Go through the entries below and retype them exactly, omitting each picture.

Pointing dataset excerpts
** start **
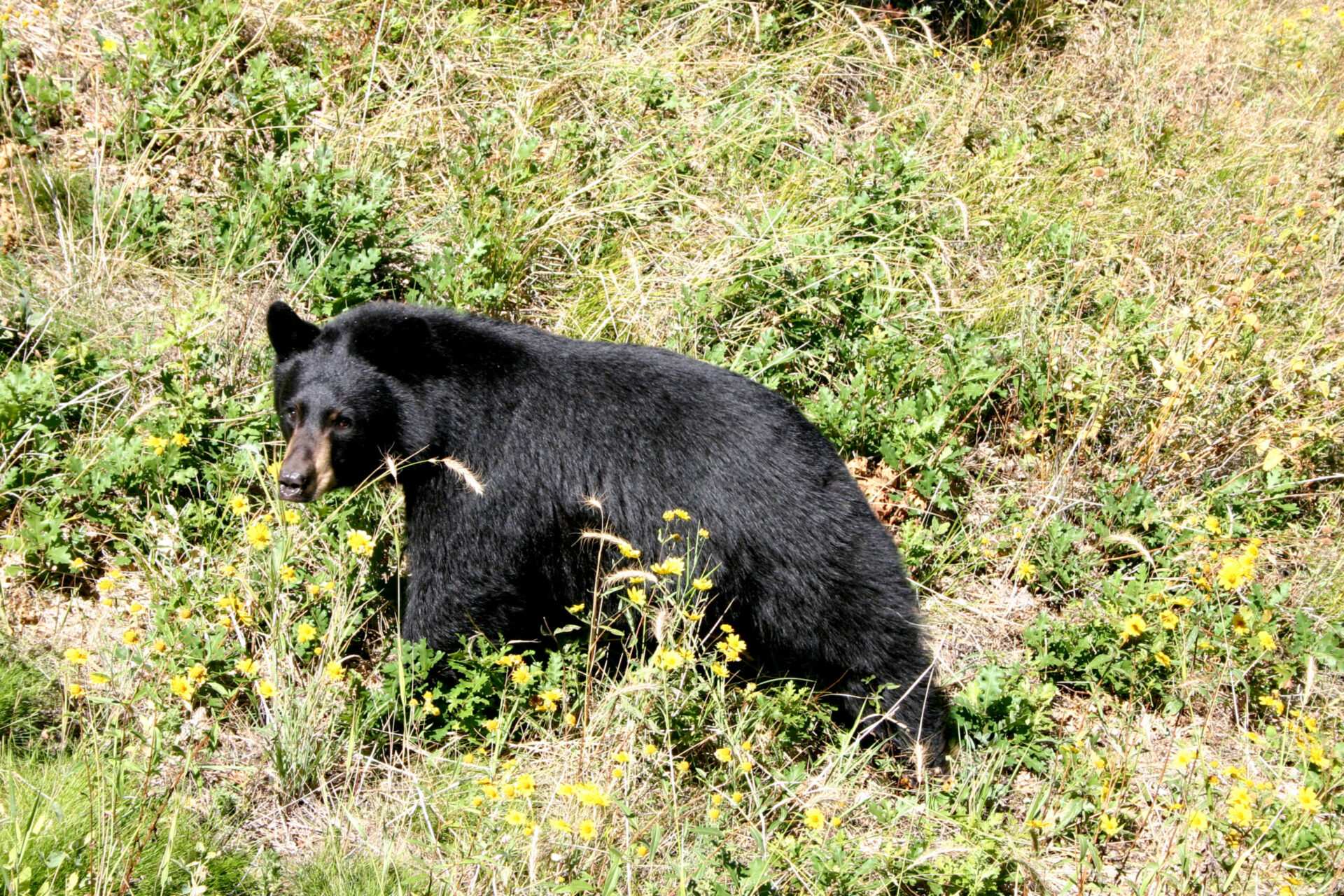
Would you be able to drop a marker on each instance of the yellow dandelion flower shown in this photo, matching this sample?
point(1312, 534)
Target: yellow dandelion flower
point(671, 566)
point(258, 535)
point(360, 543)
point(181, 687)
point(1133, 628)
** end **
# The answer
Would you be able to drop a marker on each instance of the yellow dandelion flower shown in this photo, matching this sample?
point(1312, 534)
Target: yellow dandelion flower
point(671, 566)
point(258, 535)
point(360, 543)
point(181, 687)
point(1133, 628)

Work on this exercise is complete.